Get the mean profile

p_mean = p.mean()
# p.shape=(300, 100)
# p_mean.shape=(1, 100)

# Plotting
pf = eck.ProfileFigure().plot(p_mean, value_range=(0,1))
pf.save(filepath="ts_mean_profile.png")
ts_mean_profile.png
ts_mean_profile.png

Apply rolling mean (or moving average)

p_roll = p.rolling_mean(20, axis=0)
# p.shape=(300, 100)
# p_roll.shape=(300, 100)

# Plotting
cf = eck.CurtainFigure().plot(p_roll, value_range=(0,1))
pf.save(filepath="ts_rolling_curtain.png")

pf = eck.ProfileFigure().plot(p_roll, value_range=(0,1))
pf.save(filepath="ts_rolling_profile.png")
ts_rolling_curtain.png ts_rolling_profile.png
ts_rolling_curtain.png ts_rolling_profile.png

Coarsen profiles

p_coarsened = p.coarsen_mean(20)
# p.shape=(300, 100)
# p_coarsened.shape=(15, 100)

# Plotting
cf = eck.CurtainFigure().plot(p_coarsened, value_range=(0,1))

-- DATA EXCERPTS --
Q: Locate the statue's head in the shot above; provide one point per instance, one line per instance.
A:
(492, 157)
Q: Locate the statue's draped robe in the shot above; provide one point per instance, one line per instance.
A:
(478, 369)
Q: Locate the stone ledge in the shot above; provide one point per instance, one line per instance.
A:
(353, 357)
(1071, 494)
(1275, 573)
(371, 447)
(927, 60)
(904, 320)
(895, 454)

...

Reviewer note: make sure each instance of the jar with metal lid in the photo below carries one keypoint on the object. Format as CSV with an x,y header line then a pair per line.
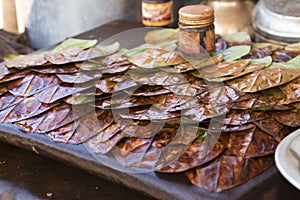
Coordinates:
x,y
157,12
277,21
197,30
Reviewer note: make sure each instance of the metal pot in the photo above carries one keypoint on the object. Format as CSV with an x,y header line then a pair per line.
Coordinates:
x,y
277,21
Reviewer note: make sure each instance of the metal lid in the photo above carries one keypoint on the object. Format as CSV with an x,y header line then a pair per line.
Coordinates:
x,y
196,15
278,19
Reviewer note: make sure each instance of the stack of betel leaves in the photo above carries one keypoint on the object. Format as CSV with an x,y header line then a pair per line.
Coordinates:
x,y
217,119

==

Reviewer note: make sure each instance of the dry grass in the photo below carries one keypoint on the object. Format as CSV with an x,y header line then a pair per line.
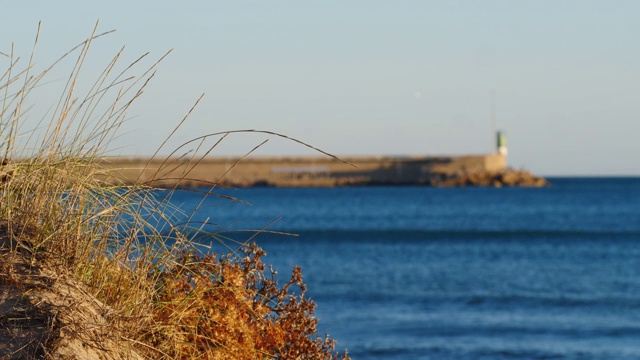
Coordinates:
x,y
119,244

-- WORK TO COMPLETE --
Write what comes next in the code walkthrough above on averaging, smoothing and coarsening profiles, starting right after its last line.

-- RESPONSE TO THE TASK --
cf.save(filepath="ts_coarse_curtain.png")

pf = eck.ProfileFigure().plot(p_coarsened, value_range=(0,1))
pf.save(filepath="ts_coarse_profile.png")
ts_coarse_curtain.png ts_coarse_profile.png
ts_coarse_curtain.png ts_coarse_profile.png

Rebin to new height bins

height_bin_centers = [0, 5e3, 10e3, 15e3, 20e3, 25e3, 30e3, 35e3, 40e3]
p_rebinned_height_mean = p.rebin_height(height_bin_centers)
p_rebinned_height_interp = p.rebin_height(height_bin_centers, method="interpolate")

# Plotting
cf = eck.CurtainFigure().plot(p_rebinned_height_mean, value_range=(0,1))
cf.save(filepath="ts_rebin_height_mean_curtain.png")

cf = eck.CurtainFigure().plot(p_rebinned_height_interp, value_range=(0,1))
cf.save(filepath="ts_rebin_height_interp_curtain.png")
ts_rebin_height_mean_curtain.png ts_rebin_height_interp_curtain.png
ts_rebin_height_mean_curtain.png ts_rebin_height_interp_curtain.png

Rebin to new time bins

time_bin_centers = pd.date_range("20250101T00", "20250101T12", periods=30)  # 30 instead of 300 time bins
p_rebinned_time_mean = p.rebin_time(time_bin_centers)
p_rebinned_time_interp = p.rebin_time(time_bin_centers, method="interpolate")

# Plotting
cf = eck.CurtainFigure().plot(p_rebinned_time_mean, value_range=(0,1))
cf.save(filepath="ts_rebin_time_mean_curtain.png")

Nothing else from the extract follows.